O QUE FAZER ->
Atualize todo o material abaixo, trocando "thickest part" por "widest part" e mantendo o restante sem alteração. Não inclua as imagens na resposta.

DADOS DA TAREFA ->
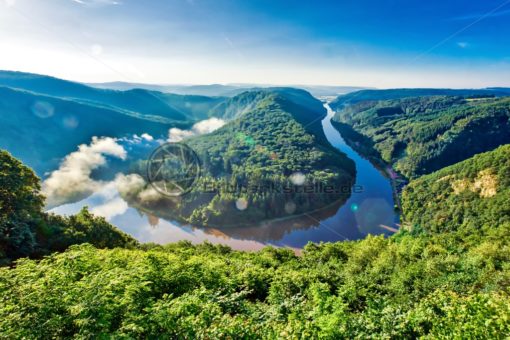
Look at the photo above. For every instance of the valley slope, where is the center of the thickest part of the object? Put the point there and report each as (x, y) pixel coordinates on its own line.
(419, 135)
(254, 159)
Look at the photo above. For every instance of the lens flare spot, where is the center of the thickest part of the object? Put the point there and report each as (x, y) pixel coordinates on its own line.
(70, 122)
(290, 207)
(43, 109)
(298, 178)
(241, 203)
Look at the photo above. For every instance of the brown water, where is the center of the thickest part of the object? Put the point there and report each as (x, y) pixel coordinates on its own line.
(369, 210)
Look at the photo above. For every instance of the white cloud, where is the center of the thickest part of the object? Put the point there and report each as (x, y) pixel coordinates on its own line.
(200, 128)
(72, 180)
(147, 137)
(110, 209)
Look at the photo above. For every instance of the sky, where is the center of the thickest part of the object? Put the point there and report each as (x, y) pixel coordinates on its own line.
(384, 44)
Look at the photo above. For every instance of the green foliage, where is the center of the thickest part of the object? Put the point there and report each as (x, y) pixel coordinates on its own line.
(445, 285)
(26, 230)
(20, 207)
(424, 134)
(42, 119)
(357, 97)
(472, 194)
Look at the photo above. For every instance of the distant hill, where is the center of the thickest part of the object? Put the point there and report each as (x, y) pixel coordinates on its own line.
(246, 101)
(375, 95)
(251, 161)
(472, 194)
(421, 135)
(140, 101)
(40, 130)
(229, 90)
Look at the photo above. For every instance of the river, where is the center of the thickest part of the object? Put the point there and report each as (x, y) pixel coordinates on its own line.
(369, 210)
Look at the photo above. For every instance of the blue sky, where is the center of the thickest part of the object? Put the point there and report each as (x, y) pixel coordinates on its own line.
(395, 43)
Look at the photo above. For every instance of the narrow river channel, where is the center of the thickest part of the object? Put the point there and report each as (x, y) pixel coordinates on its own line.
(369, 210)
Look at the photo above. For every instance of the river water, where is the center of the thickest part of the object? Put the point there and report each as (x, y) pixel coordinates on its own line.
(369, 210)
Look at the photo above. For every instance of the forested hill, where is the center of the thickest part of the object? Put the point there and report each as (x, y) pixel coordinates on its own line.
(181, 108)
(472, 194)
(376, 95)
(41, 130)
(443, 284)
(424, 134)
(259, 154)
(246, 101)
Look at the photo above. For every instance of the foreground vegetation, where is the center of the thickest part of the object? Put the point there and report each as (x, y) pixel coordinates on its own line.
(26, 230)
(424, 134)
(429, 282)
(444, 285)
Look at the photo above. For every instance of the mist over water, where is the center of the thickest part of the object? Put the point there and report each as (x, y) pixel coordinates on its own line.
(369, 210)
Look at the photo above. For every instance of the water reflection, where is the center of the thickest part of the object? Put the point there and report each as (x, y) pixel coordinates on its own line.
(367, 211)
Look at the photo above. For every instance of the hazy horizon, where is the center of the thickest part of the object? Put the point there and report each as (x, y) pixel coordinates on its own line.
(397, 44)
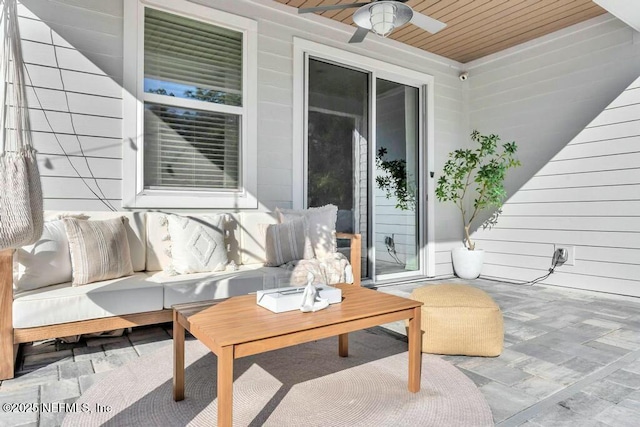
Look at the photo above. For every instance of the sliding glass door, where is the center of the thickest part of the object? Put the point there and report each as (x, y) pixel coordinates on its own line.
(363, 148)
(396, 178)
(337, 146)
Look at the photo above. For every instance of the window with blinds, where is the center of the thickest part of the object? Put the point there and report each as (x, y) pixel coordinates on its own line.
(192, 104)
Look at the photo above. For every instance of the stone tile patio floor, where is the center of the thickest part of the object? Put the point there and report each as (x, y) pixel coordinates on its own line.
(571, 358)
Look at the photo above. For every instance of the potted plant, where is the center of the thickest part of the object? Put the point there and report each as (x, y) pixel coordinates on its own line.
(479, 174)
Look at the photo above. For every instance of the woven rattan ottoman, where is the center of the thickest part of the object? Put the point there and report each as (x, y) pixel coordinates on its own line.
(459, 319)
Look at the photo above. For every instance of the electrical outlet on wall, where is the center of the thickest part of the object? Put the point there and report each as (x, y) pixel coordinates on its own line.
(571, 253)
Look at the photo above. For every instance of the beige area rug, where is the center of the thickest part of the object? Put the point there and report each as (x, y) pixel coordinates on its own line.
(305, 385)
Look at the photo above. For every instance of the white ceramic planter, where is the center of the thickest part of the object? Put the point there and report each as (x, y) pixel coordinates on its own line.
(467, 264)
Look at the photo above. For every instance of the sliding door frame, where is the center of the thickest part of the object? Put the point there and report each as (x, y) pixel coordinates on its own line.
(303, 49)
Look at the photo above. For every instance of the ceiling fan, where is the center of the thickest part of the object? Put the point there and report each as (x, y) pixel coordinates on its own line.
(381, 17)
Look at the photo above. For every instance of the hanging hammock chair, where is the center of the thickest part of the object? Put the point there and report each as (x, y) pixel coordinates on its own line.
(21, 214)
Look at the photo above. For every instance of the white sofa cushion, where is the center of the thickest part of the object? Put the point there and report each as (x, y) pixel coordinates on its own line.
(322, 227)
(252, 242)
(197, 244)
(287, 242)
(64, 303)
(136, 231)
(159, 242)
(99, 249)
(46, 262)
(223, 284)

RESPOSTA ESCRITA ->
Look at the photo above. For every instance of the valley slope, where is the center of the widest part of the object? Put the point there and report each as (x, y) pixel coordinates on its own line.
(419, 135)
(254, 159)
Look at the photo above. For every instance of the lens flare spot, where is the center of the widest part of the object? Put the point there and report each as (x, y) pixel coordinates on its own line.
(70, 122)
(290, 207)
(43, 109)
(298, 178)
(241, 203)
Look at the photo above. For every instance of the brown water, where is the center of the widest part of the object? Put the point there and report each as (x, y) pixel coordinates on its own line.
(369, 210)
Look at the photo above. For every instance of the white cloud, where is the center of the widest part of the object? Put the point there and report each as (x, y) pixel coordinates on its own line.
(200, 128)
(72, 180)
(147, 137)
(110, 209)
Look at the photo above. For every instance of the sky, where is the center of the widest part of the object? Put the point there and report each as (x, y) pixel coordinates on its own line.
(384, 44)
Look at the photo above. For every instance of the green foliage, where is the center of the widest part of the object? Put the point there and report each as (x, y) pixel coordinates on its own line.
(445, 285)
(26, 230)
(20, 207)
(424, 134)
(42, 119)
(357, 97)
(472, 194)
Look at the photo above. For every instance of the distant hill, where is the center of the widest part of the object? Put the point there and report each as (x, y) pixel coordinates on its own line.
(246, 101)
(375, 95)
(251, 161)
(472, 194)
(421, 135)
(140, 101)
(40, 130)
(229, 90)
Look at the photo above. For every instance of the river, where is the center of the widest part of the object? Put the point there and report each as (x, y) pixel coordinates on its own line.
(369, 210)
Look at the photo above. For every instance of the blue sky, where is the center of the widest part of the object? Put the point there and report each as (x, y) pixel coordinates on its own line.
(395, 43)
Look at the photo above. For every instance of the narrow river channel, where is the center of the widest part of the object? Put the point there and report each as (x, y) pixel coordinates on its own line.
(369, 210)
Look at the photo above. For every instance of the river water, where is the center of the widest part of the object? Put the point there and report each as (x, y) pixel coordinates on its own line.
(369, 210)
Look at the photo above. For every instance of the forested hill, where is the center of the widest part of the object? Put the point there and report each as (x, y) pixel coordinates on its own line.
(181, 108)
(472, 194)
(376, 95)
(41, 130)
(443, 284)
(424, 134)
(259, 154)
(246, 101)
Look at the photo above. For every instance of the foreground vegetation, where is the center of the widest part of the object? Put the point there and report each as (x, y) pixel coordinates on its own line.
(26, 230)
(424, 134)
(429, 282)
(444, 285)
Look at the photo above. For every instance of the mist over water, where is the center of the widest part of the object? Put the point there and report each as (x, y) pixel coordinates on its own line.
(369, 210)
Look at the photo above. For every instance of the water reflection, where is the center of the widest part of the object? Put the point there and report each as (x, y) pixel coordinates on its own line.
(367, 211)
Look at the photo above. For every instance of the hazy horizon, where is the center of the widest part of the object? Put the point there and report each as (x, y) pixel coordinates on its own line.
(397, 44)
Look at the photo above. For every instance of the sliding glass door, where is the center of the widest part of the object? Put the point there and report each as (x, y) pixel coordinates on its own line.
(363, 148)
(396, 178)
(337, 146)
Look at the photo above. For every instance of the window with blinds, where is the center of the widest part of the object? Put the point there and report each as (x, y) pixel coordinates on its own line.
(192, 104)
Look at the photo above. For every instance of the stone tile patio floor, where is the center of the widest part of the object? Put the point there and report each as (x, y) pixel coordinates on its own line.
(571, 358)
Look at the photo above. For every instance of the potted plant, where is the center of the widest part of the object? Put the point there and report each as (x, y) pixel coordinates on its own line.
(479, 174)
Look at the photo above. For every instance of the woven rattan ottoman, where is the center of the widest part of the object? Put the point there and report each as (x, y) pixel coordinates on its own line.
(459, 319)
Look at the photo above. For every instance of the electrical outlet on wall, where is the center of the widest part of the object? Put the point there and report each as (x, y) pixel coordinates on its own line.
(571, 253)
Look at the photo above. For every instance of the beige area rug, where is the center of the widest part of the object? Put the point there and report each as (x, y) pixel coordinates on its own line.
(305, 385)
Look at the photo above. For every instance of the white ceramic planter, where is the center of the widest part of the object? Put the point there and report each as (x, y) pixel coordinates on its own line.
(467, 264)
Look at the photo above. For every instance of the sliding door frame, where is the center of the widest part of the object? Put the point there and report each as (x, y) pixel coordinates on its own line.
(303, 49)
Look at the photo above. For every instance of the ceiling fan, where is the center of the widest part of the object? Put the point there and report each as (x, y) pixel coordinates on its own line.
(381, 17)
Look at the photo above. For every instance of the hanging hammock chair, where is the center of the widest part of the object? Put the point there and report each as (x, y) pixel coordinates on its own line.
(21, 214)
Look at the photo above. For every instance of the white sofa cushion, where is the center of the widest part of the object? Put the point there and report each as (x, y) pixel coordinates on its own line.
(322, 227)
(252, 242)
(197, 244)
(287, 242)
(64, 303)
(136, 231)
(159, 242)
(99, 249)
(46, 262)
(223, 284)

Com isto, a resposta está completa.